··· SUPPLIED DATA ···

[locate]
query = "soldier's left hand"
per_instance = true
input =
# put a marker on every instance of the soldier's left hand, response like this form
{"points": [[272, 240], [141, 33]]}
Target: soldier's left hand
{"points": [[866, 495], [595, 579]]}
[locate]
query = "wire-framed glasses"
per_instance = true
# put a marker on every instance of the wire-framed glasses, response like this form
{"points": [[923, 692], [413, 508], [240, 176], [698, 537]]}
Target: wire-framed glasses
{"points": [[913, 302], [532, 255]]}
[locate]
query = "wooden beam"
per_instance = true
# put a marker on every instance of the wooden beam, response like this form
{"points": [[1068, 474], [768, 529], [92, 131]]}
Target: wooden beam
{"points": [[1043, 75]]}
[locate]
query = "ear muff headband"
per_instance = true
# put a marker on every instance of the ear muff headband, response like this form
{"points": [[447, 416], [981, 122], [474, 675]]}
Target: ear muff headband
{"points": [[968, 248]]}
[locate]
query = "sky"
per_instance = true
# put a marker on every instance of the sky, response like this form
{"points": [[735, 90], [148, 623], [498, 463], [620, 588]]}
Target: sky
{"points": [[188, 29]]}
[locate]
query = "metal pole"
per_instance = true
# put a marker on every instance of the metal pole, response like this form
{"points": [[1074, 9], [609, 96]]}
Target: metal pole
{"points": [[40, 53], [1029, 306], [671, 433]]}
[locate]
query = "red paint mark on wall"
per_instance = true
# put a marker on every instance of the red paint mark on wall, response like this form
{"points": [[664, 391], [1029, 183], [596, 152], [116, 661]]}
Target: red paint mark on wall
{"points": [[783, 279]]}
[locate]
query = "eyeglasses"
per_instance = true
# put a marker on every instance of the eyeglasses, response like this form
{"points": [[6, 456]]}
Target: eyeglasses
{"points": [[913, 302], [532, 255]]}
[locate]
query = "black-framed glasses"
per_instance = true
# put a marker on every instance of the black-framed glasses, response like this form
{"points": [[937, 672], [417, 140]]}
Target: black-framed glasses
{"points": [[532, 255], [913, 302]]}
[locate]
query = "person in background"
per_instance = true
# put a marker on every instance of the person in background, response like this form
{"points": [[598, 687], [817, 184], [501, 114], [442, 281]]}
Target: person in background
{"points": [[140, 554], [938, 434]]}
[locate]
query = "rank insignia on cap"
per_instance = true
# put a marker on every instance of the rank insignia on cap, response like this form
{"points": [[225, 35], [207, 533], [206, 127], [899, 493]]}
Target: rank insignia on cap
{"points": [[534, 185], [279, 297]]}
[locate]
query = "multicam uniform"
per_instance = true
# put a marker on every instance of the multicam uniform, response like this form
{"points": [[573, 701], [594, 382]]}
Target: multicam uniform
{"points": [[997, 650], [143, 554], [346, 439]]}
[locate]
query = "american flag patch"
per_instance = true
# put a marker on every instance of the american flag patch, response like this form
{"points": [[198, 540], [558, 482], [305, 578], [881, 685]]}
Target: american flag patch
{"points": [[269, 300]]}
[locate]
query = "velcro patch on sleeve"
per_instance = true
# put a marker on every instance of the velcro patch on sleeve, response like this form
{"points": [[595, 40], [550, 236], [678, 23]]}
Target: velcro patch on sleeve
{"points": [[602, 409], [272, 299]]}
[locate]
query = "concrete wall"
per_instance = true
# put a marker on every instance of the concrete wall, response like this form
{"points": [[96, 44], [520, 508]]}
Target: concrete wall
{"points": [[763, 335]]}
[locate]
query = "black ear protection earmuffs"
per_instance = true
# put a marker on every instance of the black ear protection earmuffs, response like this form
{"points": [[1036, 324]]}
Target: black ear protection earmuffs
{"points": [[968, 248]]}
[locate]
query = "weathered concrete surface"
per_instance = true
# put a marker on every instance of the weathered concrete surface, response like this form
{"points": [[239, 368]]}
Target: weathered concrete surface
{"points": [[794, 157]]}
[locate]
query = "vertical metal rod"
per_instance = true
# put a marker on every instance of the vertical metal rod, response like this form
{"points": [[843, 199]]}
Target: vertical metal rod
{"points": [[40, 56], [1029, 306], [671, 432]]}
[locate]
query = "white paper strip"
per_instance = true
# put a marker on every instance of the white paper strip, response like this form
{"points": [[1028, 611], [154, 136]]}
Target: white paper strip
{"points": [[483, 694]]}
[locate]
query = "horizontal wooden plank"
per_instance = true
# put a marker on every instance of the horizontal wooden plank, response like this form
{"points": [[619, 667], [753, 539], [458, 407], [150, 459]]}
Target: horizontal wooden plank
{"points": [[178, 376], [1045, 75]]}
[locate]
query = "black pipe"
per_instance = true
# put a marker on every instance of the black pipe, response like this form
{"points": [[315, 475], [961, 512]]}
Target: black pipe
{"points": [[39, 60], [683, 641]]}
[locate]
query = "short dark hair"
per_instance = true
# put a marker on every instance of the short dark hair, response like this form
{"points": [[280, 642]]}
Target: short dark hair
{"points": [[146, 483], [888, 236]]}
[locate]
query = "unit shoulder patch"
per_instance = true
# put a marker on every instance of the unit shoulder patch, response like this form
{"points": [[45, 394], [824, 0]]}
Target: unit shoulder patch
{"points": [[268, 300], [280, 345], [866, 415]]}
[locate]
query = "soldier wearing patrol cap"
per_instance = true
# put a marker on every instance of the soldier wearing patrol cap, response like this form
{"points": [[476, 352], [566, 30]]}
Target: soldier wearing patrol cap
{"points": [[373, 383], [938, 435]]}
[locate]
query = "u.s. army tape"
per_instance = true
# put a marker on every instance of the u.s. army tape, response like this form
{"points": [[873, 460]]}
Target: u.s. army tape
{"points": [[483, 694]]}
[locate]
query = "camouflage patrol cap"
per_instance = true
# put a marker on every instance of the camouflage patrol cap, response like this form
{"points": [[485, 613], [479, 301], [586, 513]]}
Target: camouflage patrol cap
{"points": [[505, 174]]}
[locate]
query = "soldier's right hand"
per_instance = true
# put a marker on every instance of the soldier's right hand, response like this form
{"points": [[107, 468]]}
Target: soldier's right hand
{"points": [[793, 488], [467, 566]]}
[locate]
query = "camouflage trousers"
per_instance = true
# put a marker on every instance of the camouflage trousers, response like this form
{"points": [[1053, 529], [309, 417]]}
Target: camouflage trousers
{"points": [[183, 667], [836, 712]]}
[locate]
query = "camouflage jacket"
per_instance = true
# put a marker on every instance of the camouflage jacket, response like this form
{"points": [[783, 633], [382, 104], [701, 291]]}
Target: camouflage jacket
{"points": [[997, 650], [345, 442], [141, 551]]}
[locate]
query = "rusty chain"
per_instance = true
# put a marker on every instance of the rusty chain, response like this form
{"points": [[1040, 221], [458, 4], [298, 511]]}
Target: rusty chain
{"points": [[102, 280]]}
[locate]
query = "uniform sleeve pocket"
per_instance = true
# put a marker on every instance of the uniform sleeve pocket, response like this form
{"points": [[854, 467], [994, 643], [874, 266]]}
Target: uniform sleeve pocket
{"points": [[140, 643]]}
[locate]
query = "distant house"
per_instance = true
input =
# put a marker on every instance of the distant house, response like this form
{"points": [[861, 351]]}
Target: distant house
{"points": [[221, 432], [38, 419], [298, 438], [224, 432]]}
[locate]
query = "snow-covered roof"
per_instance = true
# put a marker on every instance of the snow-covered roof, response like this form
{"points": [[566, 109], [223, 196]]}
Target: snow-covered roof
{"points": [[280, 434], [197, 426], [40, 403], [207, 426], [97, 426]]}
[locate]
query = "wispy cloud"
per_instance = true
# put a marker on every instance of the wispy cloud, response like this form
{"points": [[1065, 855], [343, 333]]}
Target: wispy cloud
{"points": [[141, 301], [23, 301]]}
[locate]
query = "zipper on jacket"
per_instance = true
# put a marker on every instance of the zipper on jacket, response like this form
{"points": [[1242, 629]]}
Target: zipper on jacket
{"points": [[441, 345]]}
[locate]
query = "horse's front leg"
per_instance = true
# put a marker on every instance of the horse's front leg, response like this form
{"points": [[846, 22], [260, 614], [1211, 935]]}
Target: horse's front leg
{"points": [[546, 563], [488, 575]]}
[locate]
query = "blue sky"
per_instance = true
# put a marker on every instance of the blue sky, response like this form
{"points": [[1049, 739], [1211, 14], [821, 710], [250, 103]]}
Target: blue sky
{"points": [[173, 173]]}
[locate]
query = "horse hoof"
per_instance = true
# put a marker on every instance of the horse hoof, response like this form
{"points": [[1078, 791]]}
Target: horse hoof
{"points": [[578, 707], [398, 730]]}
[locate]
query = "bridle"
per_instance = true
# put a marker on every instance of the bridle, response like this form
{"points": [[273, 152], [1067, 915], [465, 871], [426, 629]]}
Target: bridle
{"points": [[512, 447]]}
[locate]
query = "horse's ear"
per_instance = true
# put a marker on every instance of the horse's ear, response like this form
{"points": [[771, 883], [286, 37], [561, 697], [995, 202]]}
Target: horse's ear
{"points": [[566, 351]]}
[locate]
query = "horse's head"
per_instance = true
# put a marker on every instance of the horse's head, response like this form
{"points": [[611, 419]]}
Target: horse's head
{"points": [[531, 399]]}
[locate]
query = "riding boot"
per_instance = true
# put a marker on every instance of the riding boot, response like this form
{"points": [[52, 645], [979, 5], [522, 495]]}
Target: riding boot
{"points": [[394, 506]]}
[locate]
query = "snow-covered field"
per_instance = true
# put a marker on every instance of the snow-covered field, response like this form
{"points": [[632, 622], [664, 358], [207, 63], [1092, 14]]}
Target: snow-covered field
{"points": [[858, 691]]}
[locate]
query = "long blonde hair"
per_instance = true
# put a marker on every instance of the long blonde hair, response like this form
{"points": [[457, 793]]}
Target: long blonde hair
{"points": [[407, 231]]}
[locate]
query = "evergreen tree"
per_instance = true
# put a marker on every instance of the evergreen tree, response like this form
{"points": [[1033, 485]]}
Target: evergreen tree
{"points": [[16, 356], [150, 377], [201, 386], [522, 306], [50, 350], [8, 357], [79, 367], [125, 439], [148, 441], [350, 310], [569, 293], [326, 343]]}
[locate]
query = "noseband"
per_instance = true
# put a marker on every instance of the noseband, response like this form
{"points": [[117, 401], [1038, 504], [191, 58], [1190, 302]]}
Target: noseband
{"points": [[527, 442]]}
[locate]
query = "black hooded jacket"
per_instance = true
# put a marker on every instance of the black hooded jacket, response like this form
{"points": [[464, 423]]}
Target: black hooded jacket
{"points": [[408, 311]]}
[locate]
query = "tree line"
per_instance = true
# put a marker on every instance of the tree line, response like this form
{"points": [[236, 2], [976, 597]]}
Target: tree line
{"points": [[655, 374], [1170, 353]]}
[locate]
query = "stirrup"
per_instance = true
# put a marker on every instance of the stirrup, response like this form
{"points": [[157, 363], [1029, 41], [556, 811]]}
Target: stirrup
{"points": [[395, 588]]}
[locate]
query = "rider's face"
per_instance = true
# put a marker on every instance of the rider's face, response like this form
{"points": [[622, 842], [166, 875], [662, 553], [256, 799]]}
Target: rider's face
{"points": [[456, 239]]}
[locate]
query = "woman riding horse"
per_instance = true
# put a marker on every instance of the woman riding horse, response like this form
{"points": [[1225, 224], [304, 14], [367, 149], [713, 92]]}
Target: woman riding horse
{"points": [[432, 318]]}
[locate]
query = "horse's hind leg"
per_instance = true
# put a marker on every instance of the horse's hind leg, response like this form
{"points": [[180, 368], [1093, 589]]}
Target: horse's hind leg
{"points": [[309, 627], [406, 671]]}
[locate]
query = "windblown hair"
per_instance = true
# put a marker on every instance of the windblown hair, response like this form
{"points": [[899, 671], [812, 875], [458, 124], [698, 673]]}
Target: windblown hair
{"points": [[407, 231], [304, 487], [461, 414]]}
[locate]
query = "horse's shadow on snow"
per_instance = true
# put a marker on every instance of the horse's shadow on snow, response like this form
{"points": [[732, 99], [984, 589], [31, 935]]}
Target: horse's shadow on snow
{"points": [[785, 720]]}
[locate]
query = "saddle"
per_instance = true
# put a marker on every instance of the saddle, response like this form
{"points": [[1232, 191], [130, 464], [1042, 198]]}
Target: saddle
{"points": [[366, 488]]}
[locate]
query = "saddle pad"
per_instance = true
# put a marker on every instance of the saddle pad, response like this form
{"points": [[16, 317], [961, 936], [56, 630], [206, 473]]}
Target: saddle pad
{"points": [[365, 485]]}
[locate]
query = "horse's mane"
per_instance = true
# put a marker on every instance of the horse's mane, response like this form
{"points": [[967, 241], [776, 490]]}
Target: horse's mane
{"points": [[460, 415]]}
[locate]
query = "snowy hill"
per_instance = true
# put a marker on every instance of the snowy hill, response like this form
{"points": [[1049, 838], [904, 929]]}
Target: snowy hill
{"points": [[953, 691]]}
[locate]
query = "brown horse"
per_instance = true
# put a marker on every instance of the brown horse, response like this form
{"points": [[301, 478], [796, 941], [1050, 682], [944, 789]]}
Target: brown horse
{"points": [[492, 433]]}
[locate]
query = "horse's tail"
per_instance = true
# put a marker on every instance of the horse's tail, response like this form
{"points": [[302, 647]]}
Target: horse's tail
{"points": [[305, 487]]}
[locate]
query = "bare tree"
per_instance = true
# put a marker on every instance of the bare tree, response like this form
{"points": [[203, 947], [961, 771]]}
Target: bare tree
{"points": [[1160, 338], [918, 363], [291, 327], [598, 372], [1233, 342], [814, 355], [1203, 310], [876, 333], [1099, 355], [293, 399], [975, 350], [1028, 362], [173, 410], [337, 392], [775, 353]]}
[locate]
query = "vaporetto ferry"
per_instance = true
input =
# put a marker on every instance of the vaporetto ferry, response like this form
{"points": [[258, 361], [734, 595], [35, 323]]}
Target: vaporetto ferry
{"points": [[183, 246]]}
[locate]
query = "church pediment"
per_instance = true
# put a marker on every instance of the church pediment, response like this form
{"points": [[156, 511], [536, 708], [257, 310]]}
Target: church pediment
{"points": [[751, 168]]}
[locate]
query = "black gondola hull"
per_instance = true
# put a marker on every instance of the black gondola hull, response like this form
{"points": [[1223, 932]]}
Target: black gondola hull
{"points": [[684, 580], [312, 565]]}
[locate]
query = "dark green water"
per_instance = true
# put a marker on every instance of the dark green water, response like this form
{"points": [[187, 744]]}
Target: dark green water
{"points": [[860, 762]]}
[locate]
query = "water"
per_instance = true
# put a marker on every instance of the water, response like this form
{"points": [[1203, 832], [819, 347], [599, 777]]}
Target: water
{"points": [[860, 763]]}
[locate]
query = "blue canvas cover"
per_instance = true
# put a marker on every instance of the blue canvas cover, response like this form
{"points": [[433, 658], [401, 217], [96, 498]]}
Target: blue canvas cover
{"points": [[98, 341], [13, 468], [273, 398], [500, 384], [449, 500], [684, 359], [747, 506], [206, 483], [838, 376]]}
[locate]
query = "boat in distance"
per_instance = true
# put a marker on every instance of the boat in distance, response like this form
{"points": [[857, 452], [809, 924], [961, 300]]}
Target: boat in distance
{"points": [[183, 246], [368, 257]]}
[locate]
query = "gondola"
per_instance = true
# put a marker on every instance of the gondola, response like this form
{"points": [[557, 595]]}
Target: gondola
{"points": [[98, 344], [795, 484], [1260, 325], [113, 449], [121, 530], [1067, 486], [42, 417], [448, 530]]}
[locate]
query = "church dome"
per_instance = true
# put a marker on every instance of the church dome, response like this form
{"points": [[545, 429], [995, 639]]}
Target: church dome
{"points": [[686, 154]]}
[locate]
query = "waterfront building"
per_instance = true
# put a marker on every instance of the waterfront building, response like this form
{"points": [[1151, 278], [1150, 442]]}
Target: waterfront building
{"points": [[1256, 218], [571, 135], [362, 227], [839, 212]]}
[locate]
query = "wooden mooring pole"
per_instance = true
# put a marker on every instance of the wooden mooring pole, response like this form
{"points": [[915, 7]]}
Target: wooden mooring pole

···

▸ **WORK REQUIRED**: In how many lines of the material above does the string "framed" appear, with case counting? Reply with the number only.

▸ **SOLUTION FOR THIS PROBLEM**: 6